## TASK GOAL
Recast every line of the items below as a JSON list of strings, one string per line. Skip blank lines and leave the pictures out.

## TASK MATERIAL
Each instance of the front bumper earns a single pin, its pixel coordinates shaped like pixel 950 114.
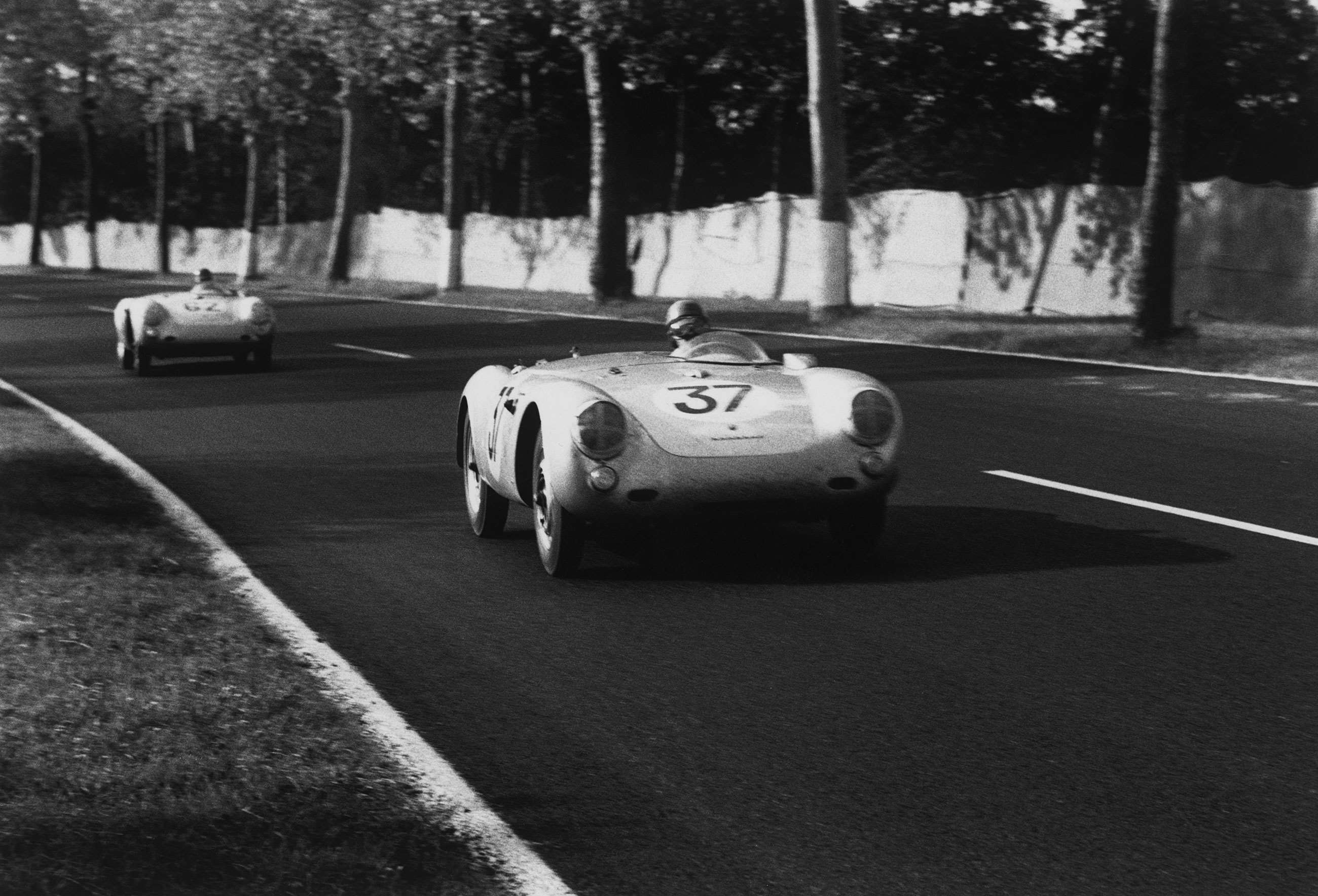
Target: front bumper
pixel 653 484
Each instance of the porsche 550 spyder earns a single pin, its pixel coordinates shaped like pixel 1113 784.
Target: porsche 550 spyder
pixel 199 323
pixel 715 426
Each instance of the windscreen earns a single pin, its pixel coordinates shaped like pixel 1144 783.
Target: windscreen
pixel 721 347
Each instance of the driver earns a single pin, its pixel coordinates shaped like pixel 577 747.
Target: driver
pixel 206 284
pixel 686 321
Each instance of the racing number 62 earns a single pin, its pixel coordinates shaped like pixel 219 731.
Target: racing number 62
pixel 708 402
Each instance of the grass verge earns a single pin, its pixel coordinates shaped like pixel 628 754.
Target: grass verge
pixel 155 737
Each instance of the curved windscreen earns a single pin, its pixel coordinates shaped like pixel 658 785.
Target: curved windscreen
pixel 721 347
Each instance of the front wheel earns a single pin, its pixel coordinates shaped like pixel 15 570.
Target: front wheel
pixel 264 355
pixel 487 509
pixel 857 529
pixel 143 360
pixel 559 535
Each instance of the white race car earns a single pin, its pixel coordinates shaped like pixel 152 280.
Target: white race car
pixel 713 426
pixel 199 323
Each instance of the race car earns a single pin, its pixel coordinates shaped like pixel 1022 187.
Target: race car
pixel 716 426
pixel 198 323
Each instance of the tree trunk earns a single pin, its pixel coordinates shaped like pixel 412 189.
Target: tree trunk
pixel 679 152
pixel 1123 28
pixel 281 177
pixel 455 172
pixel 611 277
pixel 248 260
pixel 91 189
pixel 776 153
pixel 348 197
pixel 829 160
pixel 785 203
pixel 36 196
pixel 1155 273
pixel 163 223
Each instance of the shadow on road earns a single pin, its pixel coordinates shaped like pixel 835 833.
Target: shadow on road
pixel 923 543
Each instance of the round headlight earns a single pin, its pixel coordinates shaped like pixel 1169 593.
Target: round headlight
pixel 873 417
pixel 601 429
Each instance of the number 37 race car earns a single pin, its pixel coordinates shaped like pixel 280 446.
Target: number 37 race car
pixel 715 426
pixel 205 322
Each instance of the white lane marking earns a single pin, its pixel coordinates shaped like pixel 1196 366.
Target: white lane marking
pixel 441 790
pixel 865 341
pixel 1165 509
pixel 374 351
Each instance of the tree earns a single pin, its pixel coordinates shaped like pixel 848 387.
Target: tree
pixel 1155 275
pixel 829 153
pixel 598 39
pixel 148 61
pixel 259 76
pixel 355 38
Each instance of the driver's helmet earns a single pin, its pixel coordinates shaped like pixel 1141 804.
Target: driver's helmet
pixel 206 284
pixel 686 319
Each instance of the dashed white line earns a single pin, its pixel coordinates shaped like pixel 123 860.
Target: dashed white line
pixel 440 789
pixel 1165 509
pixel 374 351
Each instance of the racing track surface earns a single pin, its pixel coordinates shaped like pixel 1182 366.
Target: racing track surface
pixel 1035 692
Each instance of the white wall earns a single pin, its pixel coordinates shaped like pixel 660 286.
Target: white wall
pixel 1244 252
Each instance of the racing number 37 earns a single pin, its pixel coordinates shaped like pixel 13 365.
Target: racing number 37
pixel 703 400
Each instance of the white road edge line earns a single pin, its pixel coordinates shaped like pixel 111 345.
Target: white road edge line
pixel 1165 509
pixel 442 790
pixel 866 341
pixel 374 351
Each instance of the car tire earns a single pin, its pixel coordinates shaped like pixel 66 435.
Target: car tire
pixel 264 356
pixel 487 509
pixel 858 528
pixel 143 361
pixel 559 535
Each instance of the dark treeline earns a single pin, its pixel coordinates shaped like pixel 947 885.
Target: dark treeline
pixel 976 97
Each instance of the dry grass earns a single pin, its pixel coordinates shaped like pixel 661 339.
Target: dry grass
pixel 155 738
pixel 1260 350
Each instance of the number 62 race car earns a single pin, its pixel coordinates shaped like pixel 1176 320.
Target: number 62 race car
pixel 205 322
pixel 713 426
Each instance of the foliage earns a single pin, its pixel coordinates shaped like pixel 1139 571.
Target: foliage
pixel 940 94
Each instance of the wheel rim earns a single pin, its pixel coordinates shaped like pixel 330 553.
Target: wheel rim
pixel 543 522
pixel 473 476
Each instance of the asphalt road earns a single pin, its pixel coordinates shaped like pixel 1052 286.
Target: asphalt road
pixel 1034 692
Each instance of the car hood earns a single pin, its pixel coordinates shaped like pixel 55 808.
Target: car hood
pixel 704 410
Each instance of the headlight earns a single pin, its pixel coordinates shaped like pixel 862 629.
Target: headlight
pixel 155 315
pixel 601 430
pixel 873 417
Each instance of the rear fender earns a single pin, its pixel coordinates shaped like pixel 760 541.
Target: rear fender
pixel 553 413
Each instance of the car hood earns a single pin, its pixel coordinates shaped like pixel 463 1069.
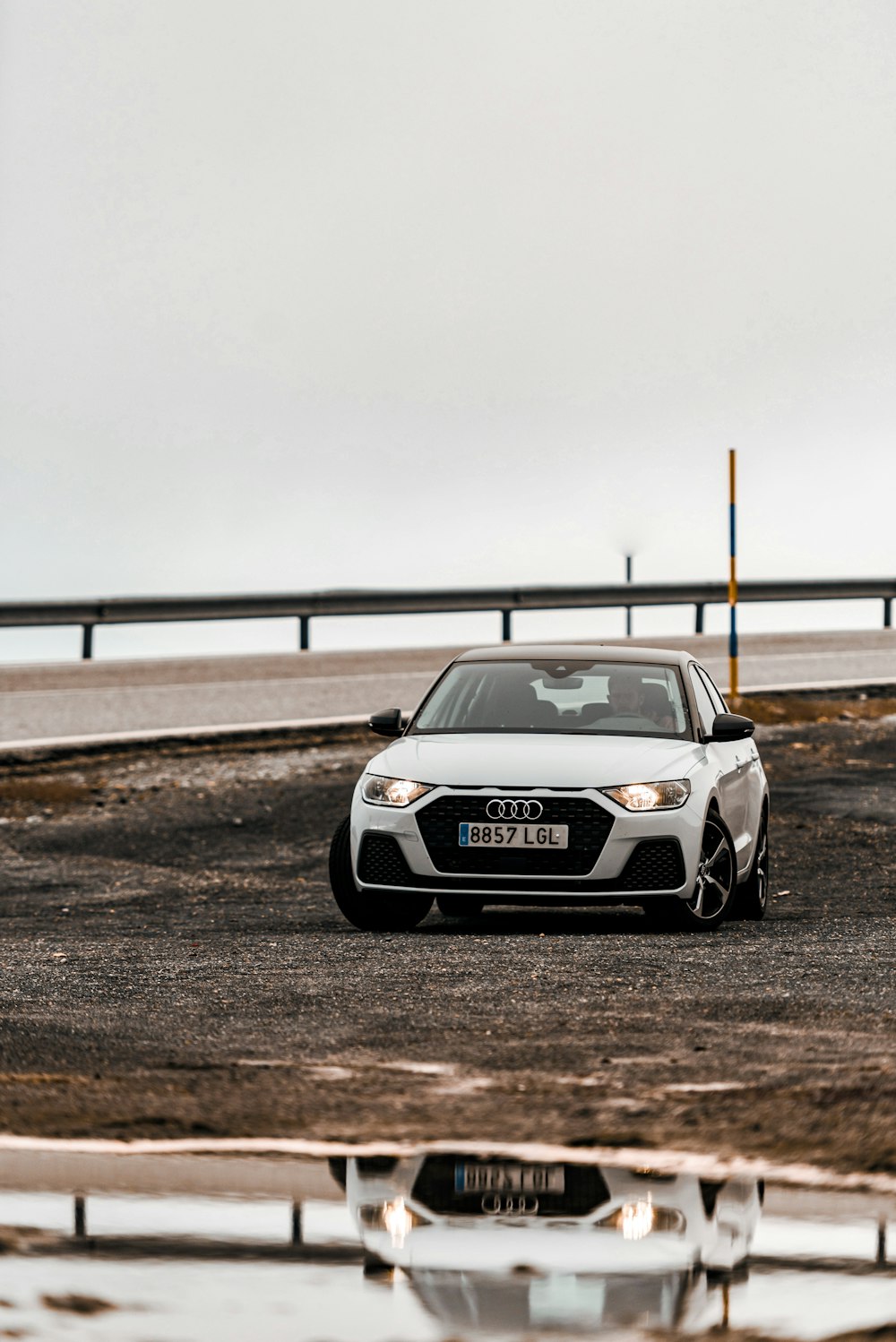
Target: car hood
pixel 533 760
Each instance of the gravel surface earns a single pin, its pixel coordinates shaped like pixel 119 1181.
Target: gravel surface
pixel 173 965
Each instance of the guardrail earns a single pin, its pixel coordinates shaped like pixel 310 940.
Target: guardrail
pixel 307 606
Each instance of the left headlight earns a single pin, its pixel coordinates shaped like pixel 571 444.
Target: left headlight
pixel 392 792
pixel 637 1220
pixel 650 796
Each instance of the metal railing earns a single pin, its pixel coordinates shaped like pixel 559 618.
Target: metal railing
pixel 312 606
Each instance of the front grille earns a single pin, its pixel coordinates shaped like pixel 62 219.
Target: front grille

## EXERCISE RESULT
[
  "Each instance of the front bumper earns a single pin, its pixel coordinates shaped like pixel 950 114.",
  "Target: front bumper",
  "pixel 653 484",
  "Each instance of the porsche 550 spyder earns a single pin, its pixel coordinates shaped like pixel 1113 784.",
  "Target: porsche 550 spyder",
  "pixel 199 323",
  "pixel 715 426",
  "Each instance of the windscreen earns a single pin, its pixel coordinates shaped like pixel 1144 783.",
  "Target: windscreen",
  "pixel 721 347",
  "Each instance of the driver earns a single pin, its pixel coordinates shaped like pixel 577 747.",
  "Target: driver",
  "pixel 206 284",
  "pixel 686 321",
  "Each instance of the racing number 62 earns a single pin, its pixel coordinates shaped like pixel 219 731.",
  "Target: racing number 62",
  "pixel 708 402",
  "Each instance of the grass verge earns a single pin, its pixel coordinates shaped like pixel 628 754.",
  "Target: grass verge",
  "pixel 155 737",
  "Each instance of the curved windscreen earns a single pin, its pixel coordinates shaped like pixel 658 785.",
  "Target: curved windscreen",
  "pixel 721 347",
  "Each instance of the front wheel earns a single pin, its pixel coordinates shaped like pixel 15 570.",
  "Target: front wheel",
  "pixel 264 355",
  "pixel 487 509",
  "pixel 857 529",
  "pixel 143 360",
  "pixel 559 535",
  "Each instance of the white race car earns a single pin, its pixel coordinates shaped like pixel 152 280.",
  "Target: white race car",
  "pixel 713 426",
  "pixel 199 323",
  "Each instance of the race car earns a single pin, its pixel coordinates shaped like pixel 1022 187.",
  "Target: race car",
  "pixel 716 426",
  "pixel 198 323",
  "Each instance of the tree trunk earns a single pin, its pixel coordinates shaped like pixel 412 189.",
  "Target: tree trunk",
  "pixel 679 152",
  "pixel 1123 28",
  "pixel 281 177",
  "pixel 455 172",
  "pixel 611 277",
  "pixel 248 260",
  "pixel 91 189",
  "pixel 776 153",
  "pixel 348 197",
  "pixel 829 160",
  "pixel 785 203",
  "pixel 36 196",
  "pixel 1155 273",
  "pixel 163 223",
  "Each instance of the shadow on road earns a single pin, its pixel coordinates shaped like pixel 835 833.",
  "Target: shadow on road",
  "pixel 923 543",
  "Each instance of the round headlight earns a single pin, its pixel coordinates shaped like pixel 1169 593.",
  "Target: round headlight",
  "pixel 873 417",
  "pixel 601 429",
  "Each instance of the number 37 race car earns a single pin, its pixel coordinates shaped like pixel 280 446.",
  "Target: number 37 race car",
  "pixel 715 426",
  "pixel 205 322",
  "Each instance of the white lane marking earns a single pin, its pixel coordinates shaped like pixel 1196 366.",
  "Target: white lane marking",
  "pixel 441 790",
  "pixel 865 341",
  "pixel 1165 509",
  "pixel 374 351",
  "Each instance of the tree earns a single pin, its pixel coordinates shaped like pixel 848 387.",
  "Target: tree",
  "pixel 1155 275",
  "pixel 829 153",
  "pixel 598 39",
  "pixel 148 61",
  "pixel 259 76",
  "pixel 355 38",
  "Each instance of the driver's helmet earns a single pin, its pixel coordinates shaped like pixel 1141 804.",
  "Target: driver's helmet",
  "pixel 206 284",
  "pixel 686 319",
  "Each instance of the dashed white line earns a single pin, its pixel coordinates shaped like pixel 123 860.",
  "Target: dashed white line",
  "pixel 440 789",
  "pixel 1165 509",
  "pixel 374 351",
  "Each instance of the racing track surface earns a single pin, its pixel coordinates shaped like pixel 1182 366.",
  "Target: racing track surface",
  "pixel 1035 692",
  "Each instance of the white wall earns a single pin, its pixel coordinates shaped like pixel 660 286.",
  "Target: white wall",
  "pixel 1244 252",
  "Each instance of the racing number 37 earns a single pin, its pixel coordinates shaped like pixel 13 365.",
  "Target: racing number 37",
  "pixel 703 400",
  "Each instance of the white road edge line earns a single pin, its pixel coordinates shaped like pixel 111 345.",
  "Target: white road edge line",
  "pixel 1165 509",
  "pixel 442 790",
  "pixel 866 341",
  "pixel 374 351",
  "Each instance of the car tire earns a single pin, its pixel coordinates shaped like pixel 66 435.",
  "Target: car tire",
  "pixel 264 356",
  "pixel 487 509",
  "pixel 858 528",
  "pixel 143 361",
  "pixel 559 535",
  "Each instance of the dark treeline earns a single pin, its pixel coordinates shaped like pixel 947 885.",
  "Target: dark treeline",
  "pixel 976 97",
  "Each instance of the dry grass earns a single pin, its pixel coordinates shaped like pixel 661 339.",
  "Target: dry grass",
  "pixel 155 738",
  "pixel 1260 350",
  "Each instance of the number 62 race car earns a single pin, its pixel coordinates shaped like pixel 1176 320.",
  "Target: number 62 race car",
  "pixel 205 322",
  "pixel 713 426",
  "Each instance of the foliage earns a single pin, its pixel coordinates shaped like pixel 1139 571.",
  "Target: foliage",
  "pixel 940 94",
  "Each instance of the wheel rim earns a single pin, its pixel coordinates shaped like pixel 330 553.",
  "Target: wheel rim",
  "pixel 543 522",
  "pixel 473 476",
  "Each instance of the asphalt road earns a single pin, its pixel coordinates shaped like pixel 1052 286.",
  "Target: asphalt road",
  "pixel 1034 692",
  "Each instance of the car hood earns a single pin, its pixel coordinates shaped like pixel 55 808.",
  "Target: car hood",
  "pixel 704 410",
  "Each instance of the headlight earns a single pin, its pixel coordinates shaped like pixel 862 629.",
  "Target: headlight",
  "pixel 155 315",
  "pixel 601 430",
  "pixel 873 417",
  "Each instance of the rear fender earns a single pin, its pixel coordinates shaped like pixel 760 541.",
  "Target: rear fender",
  "pixel 553 413",
  "Each instance of the car hood earns a single pin, its pixel coordinates shaped like pixel 463 1069.",
  "Target: car hood",
  "pixel 533 760",
  "Each instance of the gravel surface earns a single pin, its pixel coordinates shaped like pixel 119 1181.",
  "Target: gravel surface",
  "pixel 173 965",
  "Each instance of the guardrail earns a single pin, its pixel coordinates shaped like pixel 310 940.",
  "Target: guardrail",
  "pixel 307 606",
  "Each instance of the left headlight earns a single pin, its pixel coordinates shaped like pixel 571 444.",
  "Target: left headlight",
  "pixel 392 792",
  "pixel 637 1220",
  "pixel 650 796",
  "Each instance of the metal railing earns a single pin, its pixel coordinates shaped like pixel 559 618.",
  "Target: metal railing",
  "pixel 312 606",
  "Each instance of the front grille earns a single pin, its pixel coordinates shaped like pixel 62 219.",
  "Target: front grille"
]